• Reading passage:
↓

McDonnell was being held publicly accountable for his corruption. Nevertheless, federal prosecutors proceeded to charge McDonnell and his wife with honest-services fraud and extortion charges (among others), pushing local prosecutors to bow out in the process.70 Federal statutes, however, were a poor fit for McDonnell’s transgressions. Prosecutors charged McDonnell with honest-services fraud and Hobbs Act extortion but defined those alleged crimes with reference to the federal bribery statute (a reasonable approach in view of the facts of the case and prior Supreme Court rulings).71 The problem for the government was that the conduct charged—essentially, providing access to state officials—did not clearly run afoul of the bribery statute’s terms as the Supreme Court had interpreted them in prior cases.72

Given the appellate risks to bringing such a case, an open investigation by local prosecutors, and the political price McDonnell was already paying, was a federal prosecution on a gifts-for-access theory of bribery the best choice? The prosecution ultimately resulted in a unanimous Supreme Court decision reversing the convictions of McDonnell and his wife and holding that providing access—setting up meetings, hosting events or making phone calls on a constituent’s behalf—does not constitute an “official act[],” payment for which is proscribed under the federal bribery statute. Perhaps McDonnell v. United States merely blessed the sort of purchased favors many politicians had long considered politics-as-usual. But in blessing them, the Court removed a statutory ambiguity that surely gave some politicians pause. After all, exchanging political favors for Rolexes, rides in Ferraris, and $175,000 in cash was “far from” the “normal political interaction between public officials and their constituents” at the time.73 Yet McDonnell clarified that these sorts of exchanges are permissible under federal law.

Now consider Percoco and Ciminelli again. The conduct leading to both prosecutions was uncovered by law enforcement, not the media. With respect to Ciminelli in particular, media organizations had attempted to glean information about the contractor selection process for the Western New York revitalization project for which Ciminelli’s firm was hired, but were rebuffed.74 Without the federal investigations and subsequent trials, the public would not have learned of the backroom deals and undisclosed payments from favor-seekers to Cuomo administration insiders.75 Bid rigging is notoriously hard to see and, when a state is mired in the practice (as the trials revealed), difficult for state prosecutors to confront. In short, the Percoco and Ciminelli cases involved the sort of corruption where federal prosecution can make a real impact; without it, accountability would be limited or nonexistent. Federal prosecution of these cases was worth the appellate risks.

↑

• To-do list:
1. Answer these questions using the passage on federal corruption prosecutions:
(a) With which two offenses did prosecutors charge McDonnell, defining them by reference to the federal bribery statute?
(b) According to the unanimous Supreme Court decision, what does providing access not constitute?
(c) Who uncovered the conduct that led to the Percoco and Ciminelli prosecutions?
2. In one to three sentences, explain why the passage on federal corruption prosecutions concludes that federal prosecution of the Percoco and Ciminelli cases was worth the appellate risks.
3. Please carry on the passage about federal corruption prosecutions, starting after its final sentence.

• Extracted material:
↓

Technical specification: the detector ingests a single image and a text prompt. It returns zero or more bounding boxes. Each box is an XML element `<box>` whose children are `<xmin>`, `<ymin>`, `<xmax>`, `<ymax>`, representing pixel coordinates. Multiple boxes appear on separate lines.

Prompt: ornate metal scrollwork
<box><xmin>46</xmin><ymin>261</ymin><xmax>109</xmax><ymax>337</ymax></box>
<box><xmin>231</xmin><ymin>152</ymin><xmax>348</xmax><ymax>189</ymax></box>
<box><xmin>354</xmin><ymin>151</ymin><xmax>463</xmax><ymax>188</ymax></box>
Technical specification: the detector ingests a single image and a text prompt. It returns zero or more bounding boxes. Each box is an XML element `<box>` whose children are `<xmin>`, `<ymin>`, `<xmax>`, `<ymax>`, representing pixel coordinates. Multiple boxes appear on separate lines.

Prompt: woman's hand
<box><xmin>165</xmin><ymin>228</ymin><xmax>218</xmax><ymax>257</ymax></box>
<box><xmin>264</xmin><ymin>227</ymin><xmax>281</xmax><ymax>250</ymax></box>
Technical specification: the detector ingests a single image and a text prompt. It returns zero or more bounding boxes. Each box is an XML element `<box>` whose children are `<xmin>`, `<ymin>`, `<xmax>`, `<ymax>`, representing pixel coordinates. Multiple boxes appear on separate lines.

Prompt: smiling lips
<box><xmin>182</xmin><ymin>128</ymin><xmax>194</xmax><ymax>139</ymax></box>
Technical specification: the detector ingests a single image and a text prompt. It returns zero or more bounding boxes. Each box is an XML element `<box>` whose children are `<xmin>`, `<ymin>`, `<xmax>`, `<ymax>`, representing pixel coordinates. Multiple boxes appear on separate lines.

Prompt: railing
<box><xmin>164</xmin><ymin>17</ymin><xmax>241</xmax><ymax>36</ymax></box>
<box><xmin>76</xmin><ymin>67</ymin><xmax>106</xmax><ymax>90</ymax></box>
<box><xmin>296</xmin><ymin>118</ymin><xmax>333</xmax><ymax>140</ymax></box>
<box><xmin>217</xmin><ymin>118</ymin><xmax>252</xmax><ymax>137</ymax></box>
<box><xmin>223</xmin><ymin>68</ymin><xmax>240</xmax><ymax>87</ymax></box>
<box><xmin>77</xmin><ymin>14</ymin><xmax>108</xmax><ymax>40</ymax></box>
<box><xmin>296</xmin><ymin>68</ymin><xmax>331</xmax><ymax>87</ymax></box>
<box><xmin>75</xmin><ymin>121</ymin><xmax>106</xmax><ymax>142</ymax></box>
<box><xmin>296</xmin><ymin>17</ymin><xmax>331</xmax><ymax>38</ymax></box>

↑

• Results of the tasks:
1.
(a) Honest-services fraud and Hobbs Act extortion.
(b) An "official act[]," payment for which is proscribed under the federal bribery statute.
(c) Law enforcement, not the media.

2. The conduct was uncovered by federal investigators rather than the media, which had tried and failed to learn about the contractor selection process. Bid rigging is hard to see and hard for state prosecutors to confront. Without federal prosecution, the public would not have learned of the backroom deals, and accountability would have been limited or nonexistent.

3.
But those risks could have been mitigated had prosecutors proceeded on narrower theories of liability. That is where the second step of the proposed approach comes in: once a case is determined worthy of federal prosecution, prosecutors should proceed on the most straightforward theory of liability the facts and law will allow—that is, one in which the jury instructions are not premised on (and so an eventual affirmance will not require the Supreme Court to adopt) capacious conceptions of statutory terms. In both Percoco and Ciminelli, such a route seems to have been available. Prosecutors could have pursued wire-fraud charges against Ciminelli on the more straightforward theory that his company’s $750 million contract had been obtained by fraud due to Ciminelli’s false statement in his bid application that his company had not “retained, employed or designated” any person or organization “to attempt to influence the procurement process.”76 And prosecutors could have limited their case against Percoco to actions he took while in public office and after having filed for reinstatement, or could have pursued fully out-of-office conduct on the theory that Percoco functioned as the Governor’s agent while running his campaign.

Prosecutors likely eschewed these narrower theories because they believed (correctly) that their broader theories would be upheld on immediate appeal, and because the broader theories undoubtedly gave them greater leverage at trial. With Ciminelli in particular, there were evidentiary challenges to proceeding on a fraudulent-inducement theory, which would have required proof that Ciminelli’s misrepresentation went to “the essence of the contract,” thus depriving the state of the contract’s fair value.77 Still, the added leverage these theories gave was not worth their high risk of reversal by the Supreme Court. In declining even to defend the government’s trial theory before the Court in Ciminelli, and in advancing the alternative soon-to-be-reinstated theory for affirmance in Percoco, the Solicitor General’s Office appears to have implicitly recognized this.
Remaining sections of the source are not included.